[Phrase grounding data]
+ + + +

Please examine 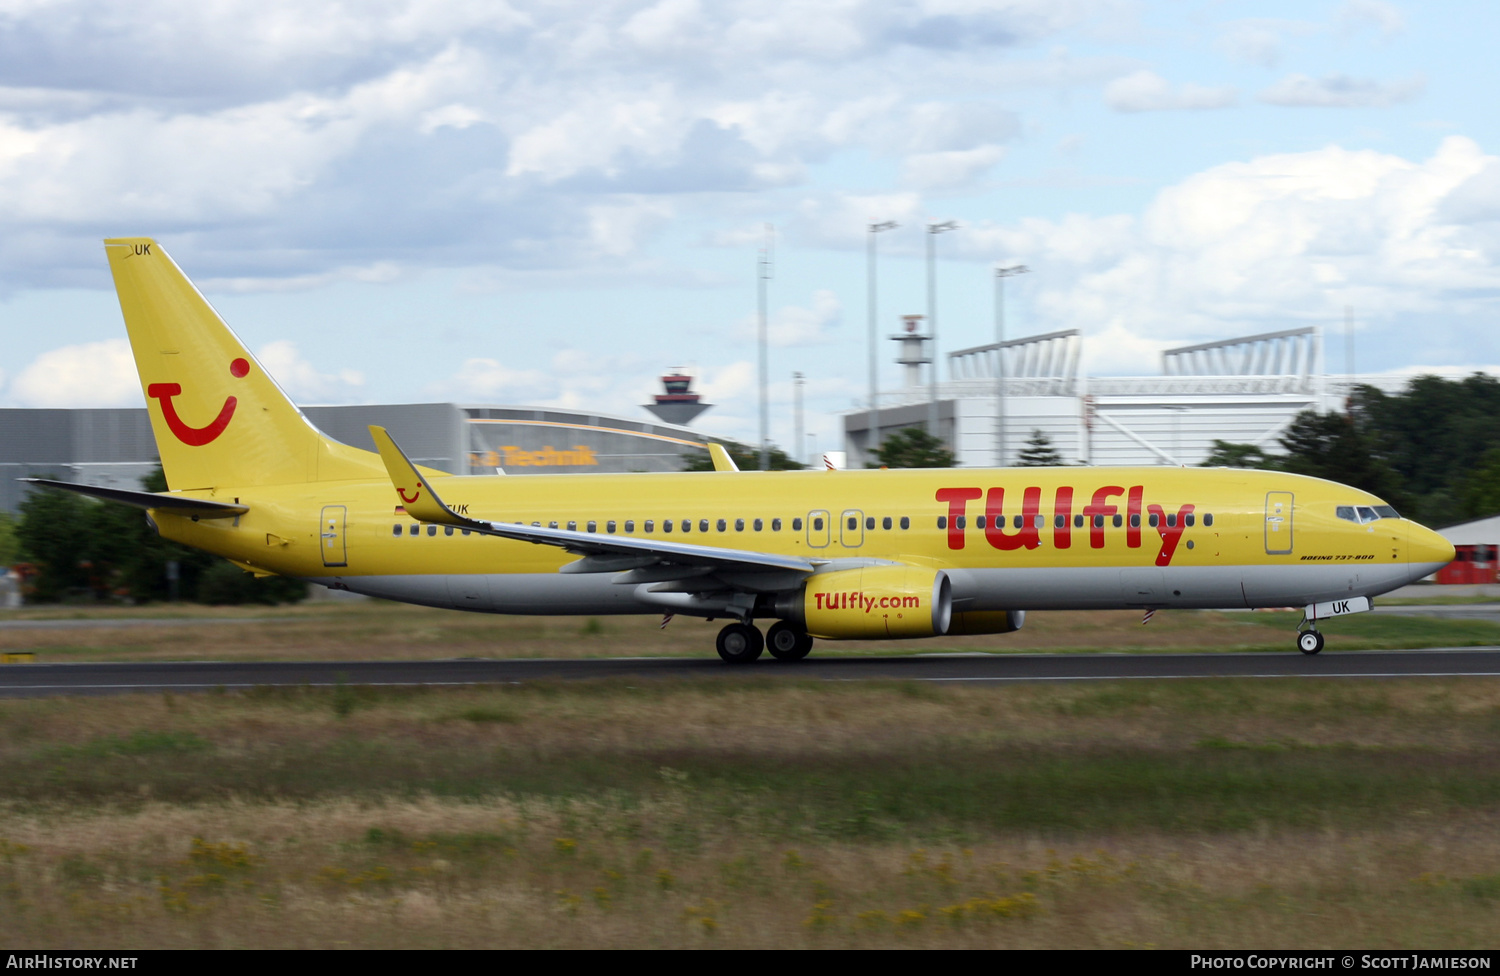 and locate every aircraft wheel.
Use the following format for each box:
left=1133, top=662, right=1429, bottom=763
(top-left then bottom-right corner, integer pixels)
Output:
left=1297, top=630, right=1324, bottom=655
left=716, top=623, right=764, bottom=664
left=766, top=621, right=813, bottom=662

+ + + +

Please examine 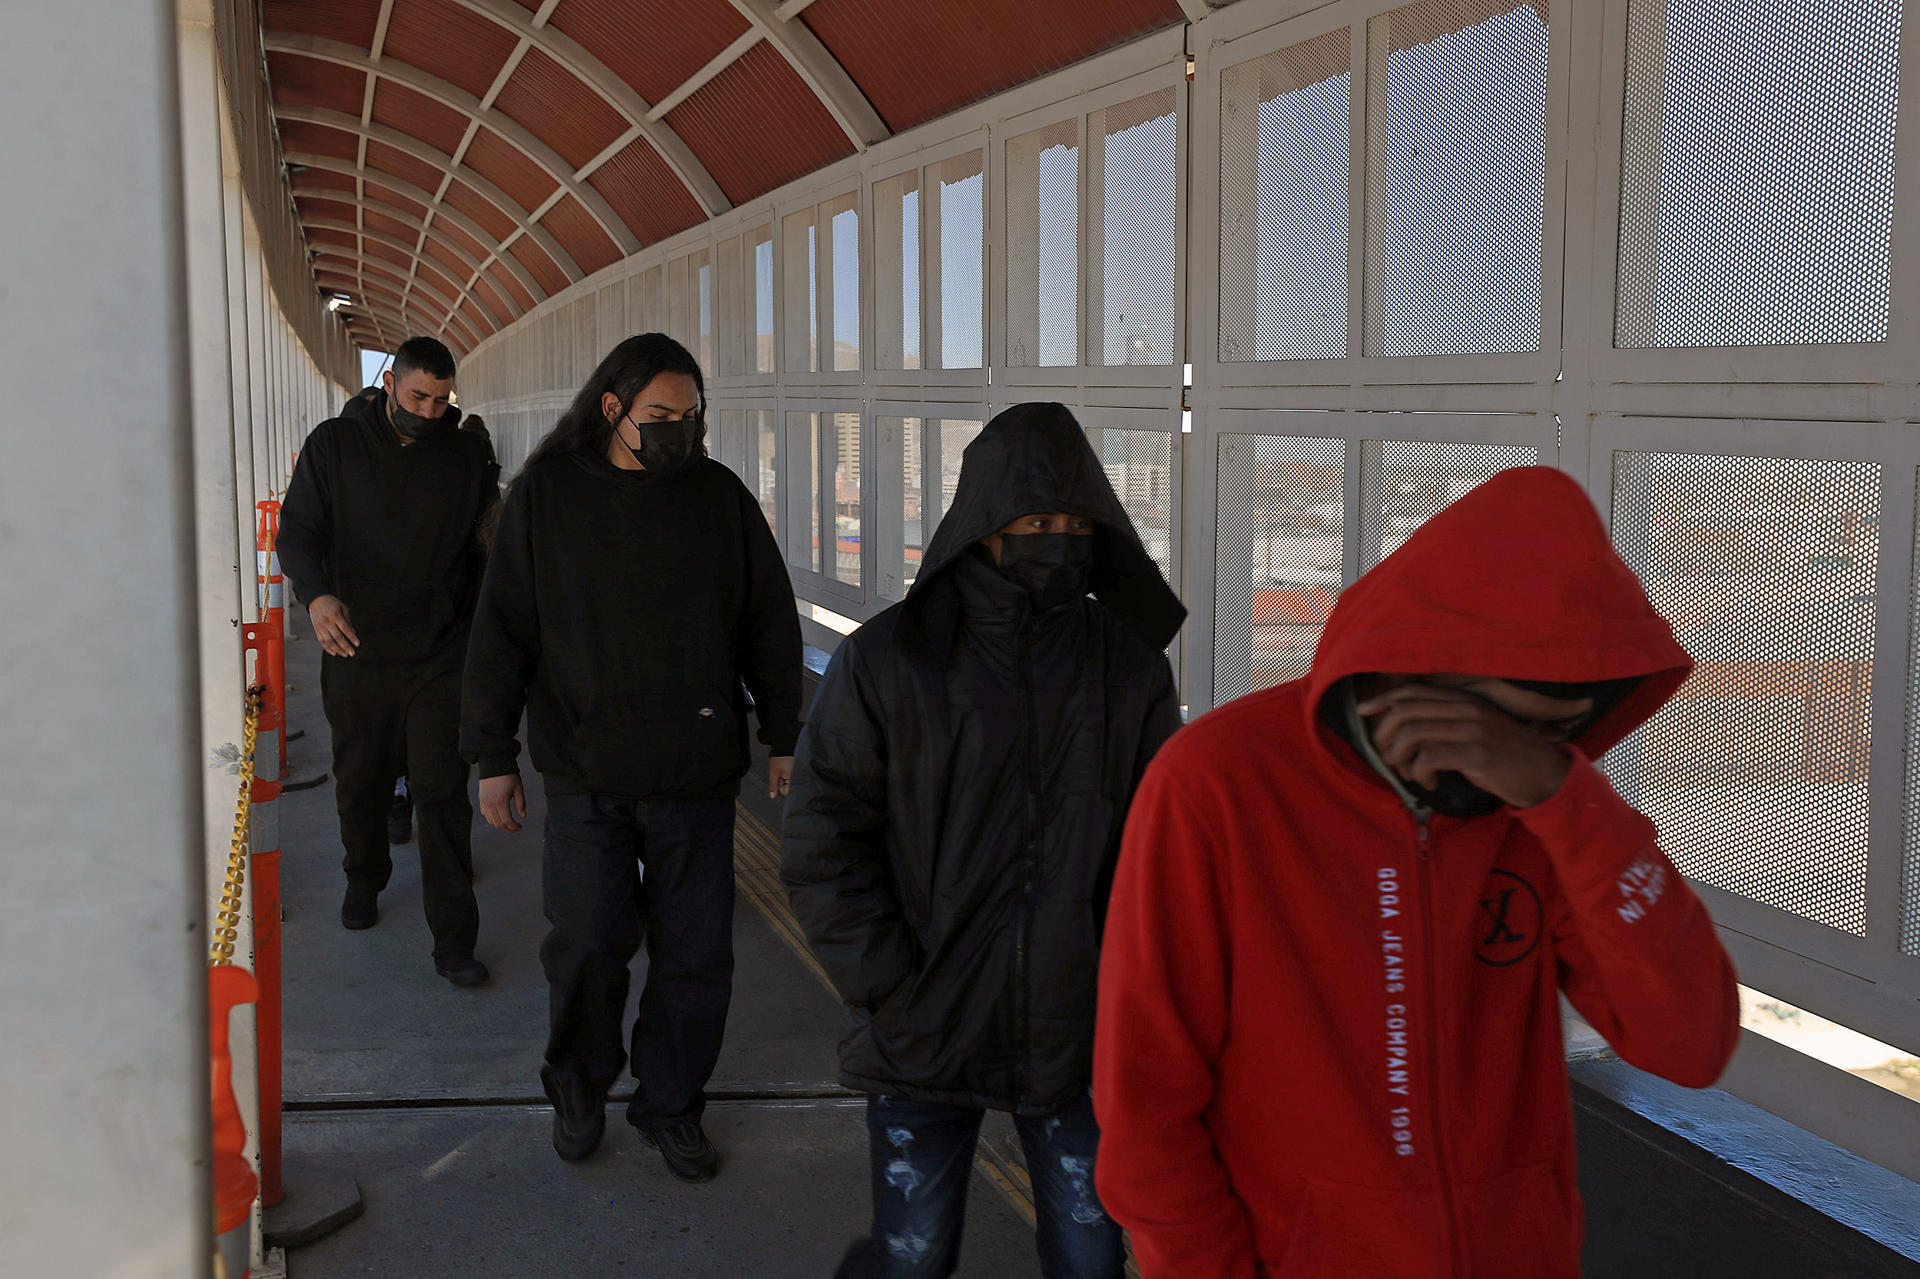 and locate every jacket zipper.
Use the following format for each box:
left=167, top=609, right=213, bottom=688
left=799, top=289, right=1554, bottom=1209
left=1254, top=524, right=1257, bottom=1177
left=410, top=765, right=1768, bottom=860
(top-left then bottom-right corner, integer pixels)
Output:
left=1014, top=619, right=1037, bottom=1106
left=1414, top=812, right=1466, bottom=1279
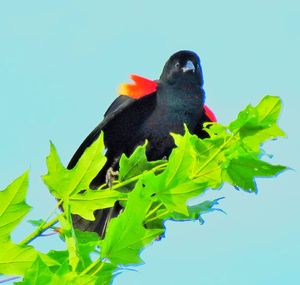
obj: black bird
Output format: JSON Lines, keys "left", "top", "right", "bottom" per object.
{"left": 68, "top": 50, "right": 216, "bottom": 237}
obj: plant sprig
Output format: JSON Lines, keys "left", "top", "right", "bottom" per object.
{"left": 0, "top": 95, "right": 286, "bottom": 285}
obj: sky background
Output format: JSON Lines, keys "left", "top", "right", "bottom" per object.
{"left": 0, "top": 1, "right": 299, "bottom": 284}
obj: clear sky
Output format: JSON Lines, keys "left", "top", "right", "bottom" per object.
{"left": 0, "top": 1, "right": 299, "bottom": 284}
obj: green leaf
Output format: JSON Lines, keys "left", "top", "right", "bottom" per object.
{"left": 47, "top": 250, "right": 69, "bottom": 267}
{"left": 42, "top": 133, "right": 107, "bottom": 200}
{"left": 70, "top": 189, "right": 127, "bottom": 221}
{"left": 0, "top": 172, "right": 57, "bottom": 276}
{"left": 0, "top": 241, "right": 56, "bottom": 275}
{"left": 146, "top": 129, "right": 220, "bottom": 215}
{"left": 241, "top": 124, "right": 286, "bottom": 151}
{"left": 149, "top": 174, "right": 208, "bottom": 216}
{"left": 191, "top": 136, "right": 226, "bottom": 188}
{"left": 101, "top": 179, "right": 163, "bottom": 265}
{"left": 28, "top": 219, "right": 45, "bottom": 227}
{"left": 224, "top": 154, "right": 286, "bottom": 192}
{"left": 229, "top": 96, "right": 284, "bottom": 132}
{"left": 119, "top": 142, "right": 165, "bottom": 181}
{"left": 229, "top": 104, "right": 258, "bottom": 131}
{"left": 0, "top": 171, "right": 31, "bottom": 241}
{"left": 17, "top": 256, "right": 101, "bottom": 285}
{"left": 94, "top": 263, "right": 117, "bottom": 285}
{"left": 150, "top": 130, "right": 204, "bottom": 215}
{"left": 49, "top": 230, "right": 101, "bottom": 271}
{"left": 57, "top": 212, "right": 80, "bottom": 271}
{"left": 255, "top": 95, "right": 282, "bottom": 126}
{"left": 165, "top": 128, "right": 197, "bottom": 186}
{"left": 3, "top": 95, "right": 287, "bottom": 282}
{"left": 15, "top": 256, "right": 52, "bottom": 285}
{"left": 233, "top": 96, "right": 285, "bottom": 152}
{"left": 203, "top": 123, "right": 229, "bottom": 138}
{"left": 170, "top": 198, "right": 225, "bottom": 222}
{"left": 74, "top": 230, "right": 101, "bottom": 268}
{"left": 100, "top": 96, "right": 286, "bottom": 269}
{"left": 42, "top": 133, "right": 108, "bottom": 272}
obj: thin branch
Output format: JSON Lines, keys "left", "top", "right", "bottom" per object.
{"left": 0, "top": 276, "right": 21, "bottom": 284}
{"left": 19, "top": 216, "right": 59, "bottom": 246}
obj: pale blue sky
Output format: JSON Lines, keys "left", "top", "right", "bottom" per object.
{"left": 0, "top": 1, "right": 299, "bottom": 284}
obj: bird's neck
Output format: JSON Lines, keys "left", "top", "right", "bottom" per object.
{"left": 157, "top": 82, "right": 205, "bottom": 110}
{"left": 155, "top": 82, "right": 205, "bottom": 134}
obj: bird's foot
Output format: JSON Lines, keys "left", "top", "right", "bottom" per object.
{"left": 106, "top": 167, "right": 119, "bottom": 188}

+ + + +

### Aim of the task
Tally up the lines above in which "bird" occurs. Give the result as a bare number.

### Exercise solution
3